En 1944, se reunió en dos ocasiones con el principal rabino de Jerusalén, Isaac Herzog, para buscar fórmulas para salvar a un grupo grande de refugiados judíos. No era mucho lo que Mons. Roncalli podía hacer, pero hizo lo que pudo. En respuesta, el rabino Herzog le expresó su “más profunda gratitud por las medidas que usted ha tomado.” Luego, captando al parecer la personalidad de Mons. Roncalli en pocas palabras, añadió: “Usted sigue los nobles sentimientos de su propio corazón.”

Muchos años más tarde, apenas unos días después de la apertura del Concilio Vaticano II, el ex Mons. Roncalli y recién elegido Papa Juan XXIII, se reunió con los jefes de las otras iglesias cristianas que habían sido invitadas al Concilio. Entre estos “observadores”, como se les designó oficialmente, había no sólo ministros protestantes, sino varios patriarcas ortodoxos. Cuando el Papa Juan recordaba estos contactos que anteriormente había tenido con líderes no católicos, aclaraba: “Según lo que yo recuerdo, nunca hubo entre nosotros ninguna confusión de principios… No tuvimos negociaciones; sólo conversaciones. No debatimos; sólo nos amamos los unos a los otros.”
━━━━━━━━
**PREGUNTAS**
1: Según el texto sobre Mons. Roncalli, ¿con quién se reunió en dos ocasiones en 1944?
2: Prosiga el texto sobre Mons. Roncalli a partir de su última oración.

**DATOS SIN PROCESAR**
━━━━━━━━
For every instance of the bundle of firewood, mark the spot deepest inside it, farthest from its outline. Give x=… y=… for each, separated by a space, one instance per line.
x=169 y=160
━━━━━━━━
**RESPUESTAS POR TAREA**
1: Con Isaac Herzog, el principal rabino de Jerusalén.

2:
De Francia a Roma. En 1944, después de haber vivido 20 años fuera de Europa occidental, Mons. Roncalli tuvo que afrontar y superar otro obstáculo. El Papa Pío XII lo nombró nuncio en París, tradicionalmente el puesto diplomático más prestigioso del Vaticano, pero de ninguna manera una tarea fácil.

Allí Mons. Roncalli tuvo que superar una situación espinosa. Los Aliados acababan de liberar la ciudad de París de la ocupación nazi. El general Charles de Gaulle era el nuevo gobernante del país. Aunque era católico devoto, de Gaulle exigió que el Vaticano retirara a unos 25 obispos que fueron acusados de cooperar con los nazis. Aunque no se le atribuye al nuncio el mérito por la solución mediante la cual siete obispos se retiraron en silencio, Mons. Roncalli pudo salir airoso de esta explosiva situación y se ganó el respeto de todos, tanto las grandes autoridades como los de posiciones más humildes, durante sus nueve años en Francia.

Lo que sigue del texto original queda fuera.